Task brief:
Locate every line in the entries below that contains the string "white" and copy each of those lines. Case counts.

(Records held in a dataset)
* * *

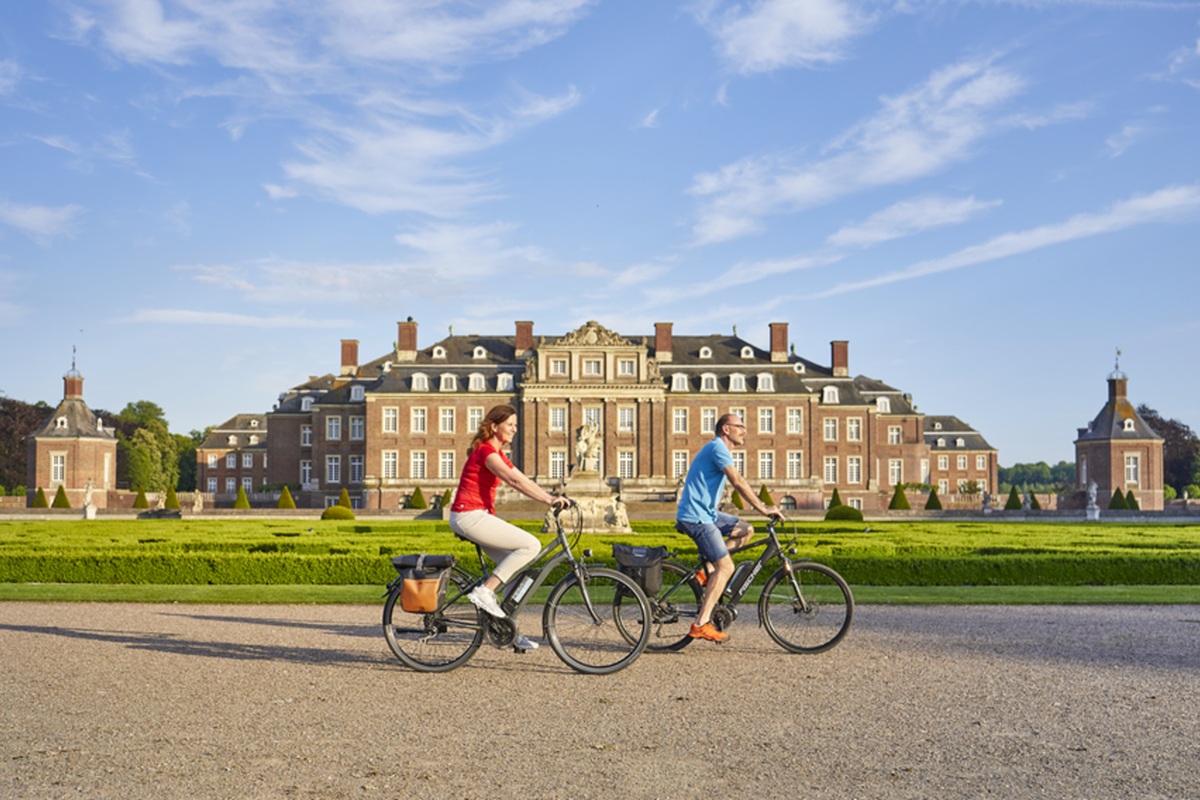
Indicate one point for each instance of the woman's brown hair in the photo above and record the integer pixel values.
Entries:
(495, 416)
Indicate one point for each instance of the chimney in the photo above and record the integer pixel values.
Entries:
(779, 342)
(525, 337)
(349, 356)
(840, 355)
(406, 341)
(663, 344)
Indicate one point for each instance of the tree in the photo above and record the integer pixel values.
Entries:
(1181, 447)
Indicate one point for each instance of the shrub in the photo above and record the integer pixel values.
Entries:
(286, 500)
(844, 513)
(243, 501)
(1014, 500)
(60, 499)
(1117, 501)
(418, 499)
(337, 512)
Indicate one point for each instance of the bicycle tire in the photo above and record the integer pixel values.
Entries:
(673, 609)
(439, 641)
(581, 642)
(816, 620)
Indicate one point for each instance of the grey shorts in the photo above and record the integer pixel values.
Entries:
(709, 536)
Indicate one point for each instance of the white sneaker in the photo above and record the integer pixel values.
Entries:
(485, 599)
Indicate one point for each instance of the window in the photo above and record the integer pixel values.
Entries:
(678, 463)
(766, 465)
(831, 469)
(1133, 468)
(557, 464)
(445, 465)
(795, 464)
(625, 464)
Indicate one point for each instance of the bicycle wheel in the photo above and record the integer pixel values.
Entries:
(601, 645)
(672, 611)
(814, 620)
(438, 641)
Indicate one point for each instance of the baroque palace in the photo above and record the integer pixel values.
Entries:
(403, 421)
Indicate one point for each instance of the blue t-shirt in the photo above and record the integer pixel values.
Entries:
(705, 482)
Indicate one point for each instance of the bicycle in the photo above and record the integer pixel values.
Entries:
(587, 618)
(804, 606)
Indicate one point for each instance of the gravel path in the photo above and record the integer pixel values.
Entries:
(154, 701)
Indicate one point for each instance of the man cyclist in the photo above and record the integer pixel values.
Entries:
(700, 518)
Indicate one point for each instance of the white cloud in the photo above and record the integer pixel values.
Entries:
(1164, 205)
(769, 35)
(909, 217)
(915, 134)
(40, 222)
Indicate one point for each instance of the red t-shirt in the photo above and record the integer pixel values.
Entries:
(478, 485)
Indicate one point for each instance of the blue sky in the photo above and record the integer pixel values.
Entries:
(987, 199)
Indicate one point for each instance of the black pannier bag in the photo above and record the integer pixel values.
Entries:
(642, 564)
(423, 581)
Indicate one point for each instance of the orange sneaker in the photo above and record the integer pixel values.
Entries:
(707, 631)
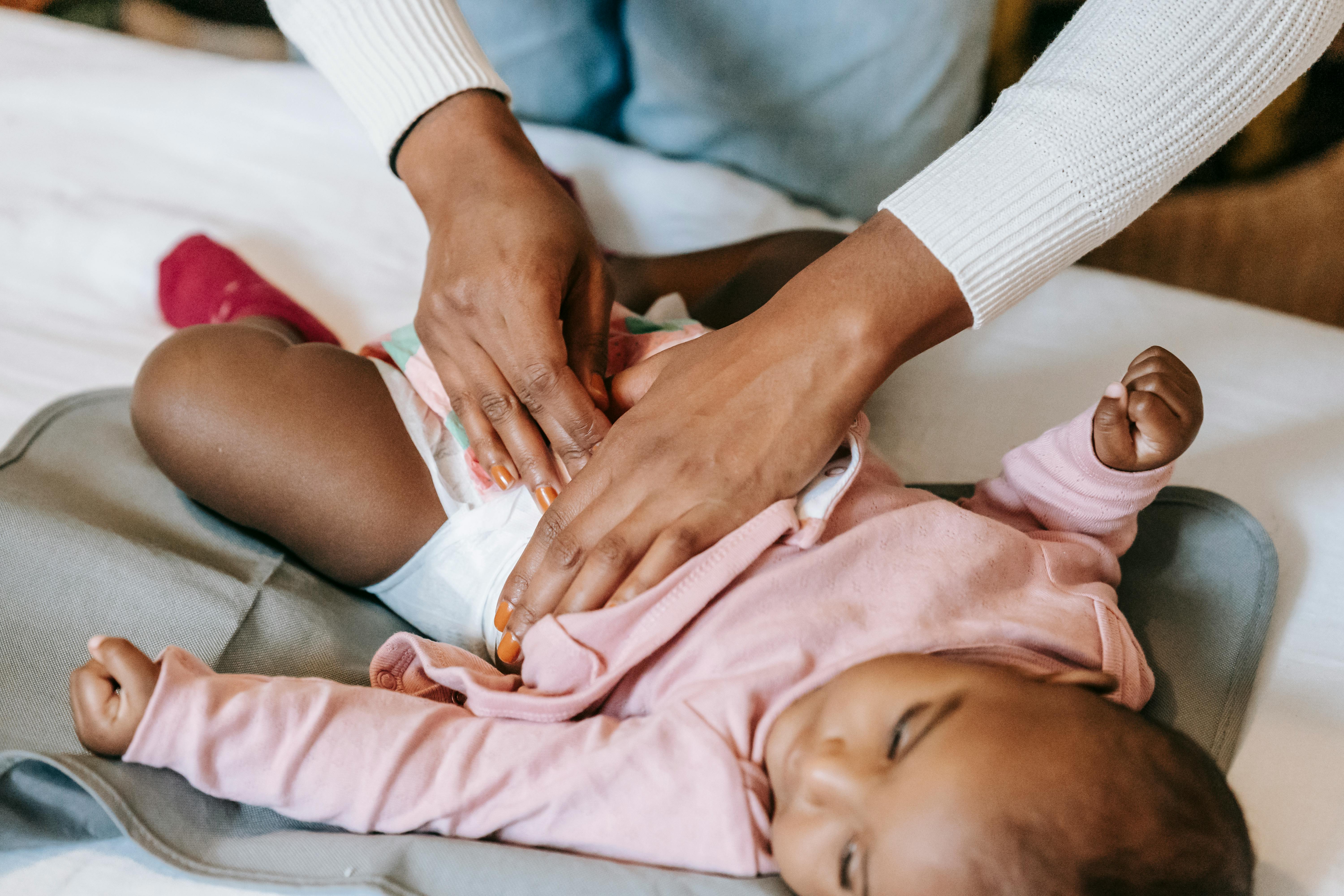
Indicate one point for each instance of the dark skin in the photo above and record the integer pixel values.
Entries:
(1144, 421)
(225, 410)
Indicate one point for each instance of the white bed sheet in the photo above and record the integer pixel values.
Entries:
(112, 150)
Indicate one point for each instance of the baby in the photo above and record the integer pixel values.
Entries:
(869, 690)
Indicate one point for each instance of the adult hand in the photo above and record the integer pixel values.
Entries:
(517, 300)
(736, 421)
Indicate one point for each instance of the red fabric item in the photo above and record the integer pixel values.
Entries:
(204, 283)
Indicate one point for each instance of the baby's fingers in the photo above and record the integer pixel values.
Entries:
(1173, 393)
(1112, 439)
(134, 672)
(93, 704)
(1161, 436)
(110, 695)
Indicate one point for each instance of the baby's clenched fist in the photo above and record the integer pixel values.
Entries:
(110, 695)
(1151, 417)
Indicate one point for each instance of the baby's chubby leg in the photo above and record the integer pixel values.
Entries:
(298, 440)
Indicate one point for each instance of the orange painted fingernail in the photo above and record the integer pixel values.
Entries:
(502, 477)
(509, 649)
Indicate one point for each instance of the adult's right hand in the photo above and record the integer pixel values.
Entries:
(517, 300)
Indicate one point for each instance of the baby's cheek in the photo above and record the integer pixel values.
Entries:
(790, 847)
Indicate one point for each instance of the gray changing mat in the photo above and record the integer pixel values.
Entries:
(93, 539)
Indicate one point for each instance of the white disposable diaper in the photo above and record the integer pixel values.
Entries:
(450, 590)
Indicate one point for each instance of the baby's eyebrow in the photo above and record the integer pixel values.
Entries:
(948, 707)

* * *

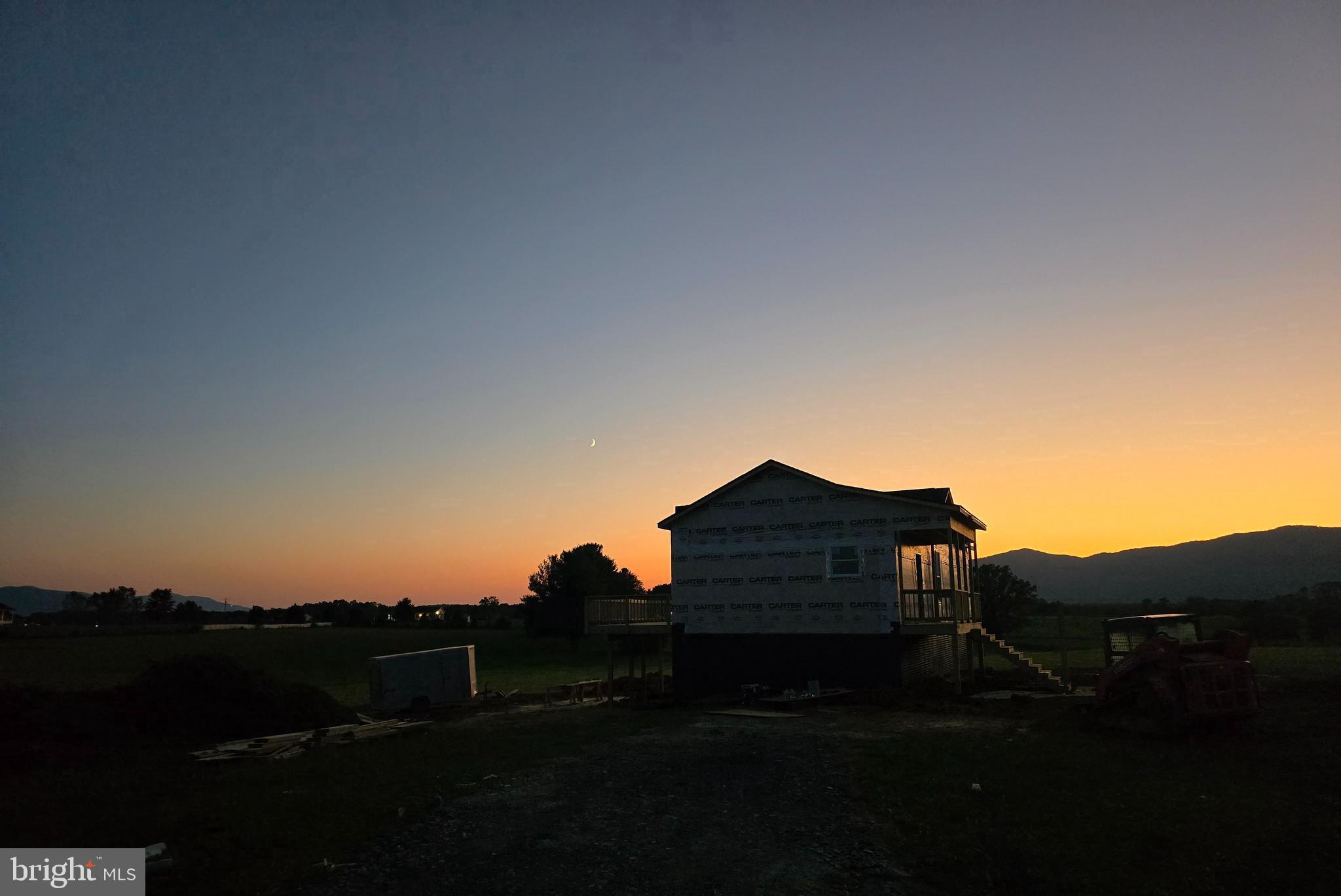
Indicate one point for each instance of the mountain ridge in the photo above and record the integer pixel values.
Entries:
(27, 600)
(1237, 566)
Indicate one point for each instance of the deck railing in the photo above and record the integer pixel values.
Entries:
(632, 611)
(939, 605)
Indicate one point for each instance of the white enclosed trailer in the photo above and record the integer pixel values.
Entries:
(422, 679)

* * *

Exercise output:
Indicate one point for each instance of the white sneaker in the photo above and record the integer pixel values.
Indicate one point for each instance of the white cloud in the photo above and record the integer pixel values.
Indicate one point for each instance of the white bed sheet in the photo above and record the integer pixel values.
Indicate one point for each instance of the white disposable diaper in the photo above and record the integer pixel values.
Indicate one point for each instance of the white enclosed trailer in the photo above and record the integer pixel values.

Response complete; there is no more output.